Extract provided:

▬▬▬▬▬▬

Henderson Global Investors: Economic & Market Update (1 Sept 2008)


Highlights

  • US real GDP increased at an annual rate of 3.3% in the second quarter of the year – beating expectations.

  • The IFO survey in Germany showed business expectations dropping to their lowest level since the 1992/93 recession.

  • Japanese inflation was 2.3% in July, but only 0.2% if food and energy prices are excluded.

  • The Bank of Thailand raised its key policy rate from 3.5% to 3.75%.

  • Sterling fell to its lowest rate against the US dollar in over two years.

Views

  • US economic growth is being supported by strong growth in exports, which is boosting activity in manufacturing.

  • The depressed outlook for Germany may, in part, be due to manufacturers losing share in world markets to US companies.

  • While inflation in Japan is mainly due to food and energy prices, it is still too early to conclude that the economy has escaped from deflation.

  • Higher interest rates in Thailand were probably necessary to prevent weakness in the Thai baht.

  • Sterling's decline reflects a growing view that the UK economy will underperform over the next 12 to 18 months.

  • Revised figures show that US real GDP increased at an annual rate of 3.3% in the second quarter – good going for an economy that is supposed to be close to recession.

▬▬▬▬▬▬

Data:
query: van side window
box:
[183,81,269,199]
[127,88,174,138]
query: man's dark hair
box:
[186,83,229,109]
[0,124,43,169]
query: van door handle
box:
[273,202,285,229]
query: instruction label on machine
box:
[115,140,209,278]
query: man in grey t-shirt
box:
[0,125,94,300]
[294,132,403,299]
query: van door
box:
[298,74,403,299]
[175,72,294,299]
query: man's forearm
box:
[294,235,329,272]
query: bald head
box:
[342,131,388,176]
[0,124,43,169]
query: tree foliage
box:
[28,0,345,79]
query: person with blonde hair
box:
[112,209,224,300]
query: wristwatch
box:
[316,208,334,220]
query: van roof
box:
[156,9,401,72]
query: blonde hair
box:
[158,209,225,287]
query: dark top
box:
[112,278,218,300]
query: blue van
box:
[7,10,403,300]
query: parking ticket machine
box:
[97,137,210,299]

▬▬▬▬▬▬

The tasks:
1. Return the passage of the market update that opens with the words containing "Henderson Global Investors: Economic" and closes with "3.5% to 3.75%.".
2. Decide whether each statement agrees with the market update, answering yes or no and quoting the words that settle it: (a) The Bank of Thailand raised its key policy rate to 3.75%. (b) Japanese inflation in July was 2.3% with food and energy prices excluded. (c) Sterling rose against the US dollar.
3. Answer these questions from the market update, one per line:
(a) At what annual rate did US real GDP increase in the second quarter?
(b) Which German survey showed business expectations dropping?
(c) What view does sterling's decline reflect?
The lines are separate material and are not part of the market update.

Per-task answers:
1.
Henderson Global Investors: Economic & Market Update (1 Sept 2008)


Highlights

  • US real GDP increased at an annual rate of 3.3% in the second quarter of the year – beating expectations.

  • The IFO survey in Germany showed business expectations dropping to their lowest level since the 1992/93 recession.

  • Japanese inflation was 2.3% in July, but only 0.2% if food and energy prices are excluded.

  • The Bank of Thailand raised its key policy rate from 3.5% to 3.75%.

2.
(a) Yes: "raised its key policy rate from 3.5% to 3.75%"
(b) No: "but only 0.2% if food and energy prices are excluded"
(c) No: "Sterling fell to its lowest rate against the US dollar in over two years"

3.
(a) 3.3%
(b) The IFO survey
(c) A growing view that the UK economy will underperform over the next 12 to 18 months